Start Document extract
# Hey Guys Created A Sheet With E-Juices In SA And Where To Find Them



## Hero (23/6/15)

This is one of my biggest issues is that i see some juice on a site and when the next month comes i forget the flavor or the website i saw it from so i created a simple excel sheet with all the E-juices i could find so far Sheet includes Brand , Name , Bottle Size, Flavor Profile ,Price And Website you can get it from and the sheet is ever growing.

If you guys would like me to update and publish my Sheet Monthly Please let me know and leave a comment

Here Is V3 Of Hero's Sheet Added Nic Strengths And Missing Products

Reactions: Like 9 | Winner 8 | Funny 1 | Thanks 5 | Informative 1 | Useful 1


----------



## Redeemer (23/6/15)

Howzit Bro.

I would so be on board for this! Buying a Juice based on its name never works, as they NEVER have the actual flavour on the label. This would help sort out ALOT of confusion. Good on you for the initiative!


----------



## Hero (23/6/15)

I usually get so lost to what juice i have seen and where i saw it so i started making the list and thought it might be helpful to other as well . Enjoy !!! And Vape On


----------



## Andre (23/6/15)

Most welcome to the forum.
Great work indeed. Would be helpful if the offered nic strengths and the PG/VG percentages are shown as well.


----------



## Hero (23/6/15)

I Would Keep that in mind for my next Sheet . Just one Issue is allot of the Juices don't show the PG/VG Ratios most of the time but the nic strengths is atleast easily accessible but most of the Juices I have on my list contain 3mg/6mg/12mg nic .

Reactions: Thanks 2


----------



## MunG (23/6/15)

This is great to have something like this here. It will definitely make finding what you want or to try out much easier !


----------



## Genosmate (23/6/15)

Hero said:


> This is one of my biggest issues is that i see some juice on a site and when the next month comes i forget the flavor or the website i saw it from so i created a simple excel sheet with all the E-juices i could find so far Sheet includes Brand , Name , Bottle Size, Flavor Profile ,Price And Website you can get it from and the sheet is ever growing.
> 
> If you guys would like me to update and publish my Sheet Monthly Please let me know and leave a comment


Great idea,a good reference point and even better if you can update monthly.


----------



## Hero (23/6/15)
End Document extract
Start Supplied material
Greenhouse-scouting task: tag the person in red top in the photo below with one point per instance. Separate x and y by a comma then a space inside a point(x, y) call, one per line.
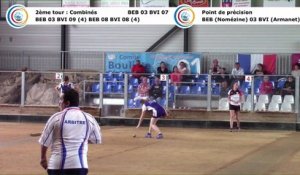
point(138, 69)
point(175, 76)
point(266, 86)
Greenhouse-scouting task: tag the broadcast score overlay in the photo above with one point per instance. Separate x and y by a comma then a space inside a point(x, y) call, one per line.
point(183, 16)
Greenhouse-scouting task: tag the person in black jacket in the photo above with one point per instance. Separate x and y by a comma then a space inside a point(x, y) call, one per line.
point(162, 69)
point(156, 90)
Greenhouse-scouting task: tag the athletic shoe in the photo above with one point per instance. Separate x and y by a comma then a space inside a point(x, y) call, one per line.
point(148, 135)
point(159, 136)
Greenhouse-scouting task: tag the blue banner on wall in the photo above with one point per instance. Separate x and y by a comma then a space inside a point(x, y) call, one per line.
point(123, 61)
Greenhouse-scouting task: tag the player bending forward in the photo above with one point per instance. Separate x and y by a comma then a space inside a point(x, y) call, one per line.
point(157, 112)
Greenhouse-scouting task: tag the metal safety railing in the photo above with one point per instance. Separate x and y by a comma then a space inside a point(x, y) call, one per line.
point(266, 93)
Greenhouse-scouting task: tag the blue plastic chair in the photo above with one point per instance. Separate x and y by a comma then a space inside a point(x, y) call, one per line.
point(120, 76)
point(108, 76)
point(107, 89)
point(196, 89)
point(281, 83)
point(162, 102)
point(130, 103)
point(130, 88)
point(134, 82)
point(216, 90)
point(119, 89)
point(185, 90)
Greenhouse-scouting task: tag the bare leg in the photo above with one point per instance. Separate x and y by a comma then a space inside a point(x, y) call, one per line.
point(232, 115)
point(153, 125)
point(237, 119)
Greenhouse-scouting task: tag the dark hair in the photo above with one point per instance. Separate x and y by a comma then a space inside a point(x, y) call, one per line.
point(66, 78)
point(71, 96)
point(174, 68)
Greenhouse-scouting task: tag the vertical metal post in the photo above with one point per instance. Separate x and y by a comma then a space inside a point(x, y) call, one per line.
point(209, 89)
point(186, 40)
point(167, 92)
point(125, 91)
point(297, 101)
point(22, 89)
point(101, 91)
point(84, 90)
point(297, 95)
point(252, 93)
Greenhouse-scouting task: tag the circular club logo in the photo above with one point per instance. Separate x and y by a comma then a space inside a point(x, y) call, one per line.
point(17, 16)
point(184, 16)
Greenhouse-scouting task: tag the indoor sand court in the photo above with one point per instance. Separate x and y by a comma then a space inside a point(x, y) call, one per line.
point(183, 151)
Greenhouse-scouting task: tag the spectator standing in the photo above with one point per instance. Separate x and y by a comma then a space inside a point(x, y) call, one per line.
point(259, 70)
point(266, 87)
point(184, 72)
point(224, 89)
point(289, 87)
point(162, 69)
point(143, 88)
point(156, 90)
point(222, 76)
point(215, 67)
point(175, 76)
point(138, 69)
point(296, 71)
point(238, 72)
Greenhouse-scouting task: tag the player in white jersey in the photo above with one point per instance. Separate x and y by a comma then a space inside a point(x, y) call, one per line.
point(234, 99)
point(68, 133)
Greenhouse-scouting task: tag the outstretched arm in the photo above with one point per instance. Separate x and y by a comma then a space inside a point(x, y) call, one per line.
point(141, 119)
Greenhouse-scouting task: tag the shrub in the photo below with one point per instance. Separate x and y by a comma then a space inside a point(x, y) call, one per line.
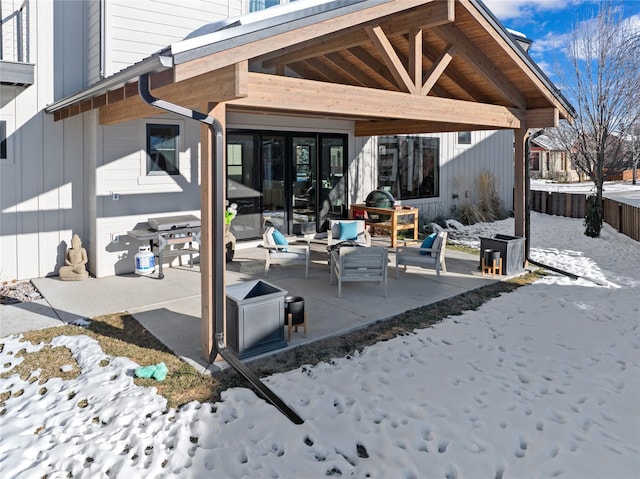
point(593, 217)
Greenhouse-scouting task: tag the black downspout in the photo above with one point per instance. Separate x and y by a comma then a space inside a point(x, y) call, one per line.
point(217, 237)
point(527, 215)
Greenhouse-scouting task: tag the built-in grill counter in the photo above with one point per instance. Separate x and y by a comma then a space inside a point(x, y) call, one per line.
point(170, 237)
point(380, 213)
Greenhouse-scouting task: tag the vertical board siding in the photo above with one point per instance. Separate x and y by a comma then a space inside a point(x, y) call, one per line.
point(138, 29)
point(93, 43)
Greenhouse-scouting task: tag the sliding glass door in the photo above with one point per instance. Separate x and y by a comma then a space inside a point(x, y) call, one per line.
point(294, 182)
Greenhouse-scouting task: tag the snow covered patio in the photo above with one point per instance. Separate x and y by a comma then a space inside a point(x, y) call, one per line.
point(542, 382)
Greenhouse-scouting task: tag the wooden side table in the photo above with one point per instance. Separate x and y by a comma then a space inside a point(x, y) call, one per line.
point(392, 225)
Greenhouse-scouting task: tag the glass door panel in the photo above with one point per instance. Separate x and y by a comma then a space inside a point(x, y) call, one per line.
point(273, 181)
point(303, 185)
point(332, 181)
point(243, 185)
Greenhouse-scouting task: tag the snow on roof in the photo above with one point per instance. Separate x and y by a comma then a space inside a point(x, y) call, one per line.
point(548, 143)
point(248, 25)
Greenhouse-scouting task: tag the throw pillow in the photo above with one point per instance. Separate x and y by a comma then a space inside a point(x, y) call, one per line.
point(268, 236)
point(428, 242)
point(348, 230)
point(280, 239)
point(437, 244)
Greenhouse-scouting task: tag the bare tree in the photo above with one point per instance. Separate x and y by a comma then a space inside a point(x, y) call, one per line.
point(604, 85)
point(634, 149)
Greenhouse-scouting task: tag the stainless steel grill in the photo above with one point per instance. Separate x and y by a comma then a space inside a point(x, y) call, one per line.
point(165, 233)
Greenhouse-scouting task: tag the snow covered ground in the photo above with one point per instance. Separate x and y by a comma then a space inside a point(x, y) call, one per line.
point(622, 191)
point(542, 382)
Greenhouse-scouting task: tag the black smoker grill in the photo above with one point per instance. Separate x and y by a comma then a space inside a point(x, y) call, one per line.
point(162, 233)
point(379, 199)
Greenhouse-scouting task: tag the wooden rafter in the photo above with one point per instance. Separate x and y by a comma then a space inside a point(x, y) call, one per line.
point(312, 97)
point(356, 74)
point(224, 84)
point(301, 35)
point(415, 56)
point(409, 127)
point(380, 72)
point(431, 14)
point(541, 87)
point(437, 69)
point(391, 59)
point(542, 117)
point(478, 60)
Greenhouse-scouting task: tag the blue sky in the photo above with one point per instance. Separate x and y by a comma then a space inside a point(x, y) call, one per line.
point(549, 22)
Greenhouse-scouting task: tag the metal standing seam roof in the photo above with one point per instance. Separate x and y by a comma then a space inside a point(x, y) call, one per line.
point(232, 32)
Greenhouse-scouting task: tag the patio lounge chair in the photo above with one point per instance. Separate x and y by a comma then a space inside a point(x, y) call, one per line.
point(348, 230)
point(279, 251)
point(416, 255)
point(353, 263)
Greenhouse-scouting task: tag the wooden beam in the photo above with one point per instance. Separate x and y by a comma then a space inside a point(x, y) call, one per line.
End Supplied material
_Task requirements_:
1. Reproduce the e-juice sheet thread word for word, starting with "Reactions: Like 9" and going on through "for the initiative!".
2. List each line of the entries that contains the word "metal".
These entries are unrelated to the e-juice sheet thread.

_Completed exercise_:
1.
Reactions: Like 9 | Winner 8 | Funny 1 | Thanks 5 | Informative 1 | Useful 1


----------



## Redeemer (23/6/15)

Howzit Bro.

I would so be on board for this! Buying a Juice based on its name never works, as they NEVER have the actual flavour on the label. This would help sort out ALOT of confusion. Good on you for the initiative!

2.
Greenhouse-scouting task: tag the metal safety railing in the photo above with one point per instance. Separate x and y by a comma then a space inside a point(x, y) call, one per line.
Greenhouse-scouting task: tag the vertical metal post in the photo above with one point per instance. Separate x and y by a comma then a space inside a point(x, y) call, one per line.
Greenhouse-scouting task: tag the metal standing seam roof in the photo above with one point per instance. Separate x and y by a comma then a space inside a point(x, y) call, one per line.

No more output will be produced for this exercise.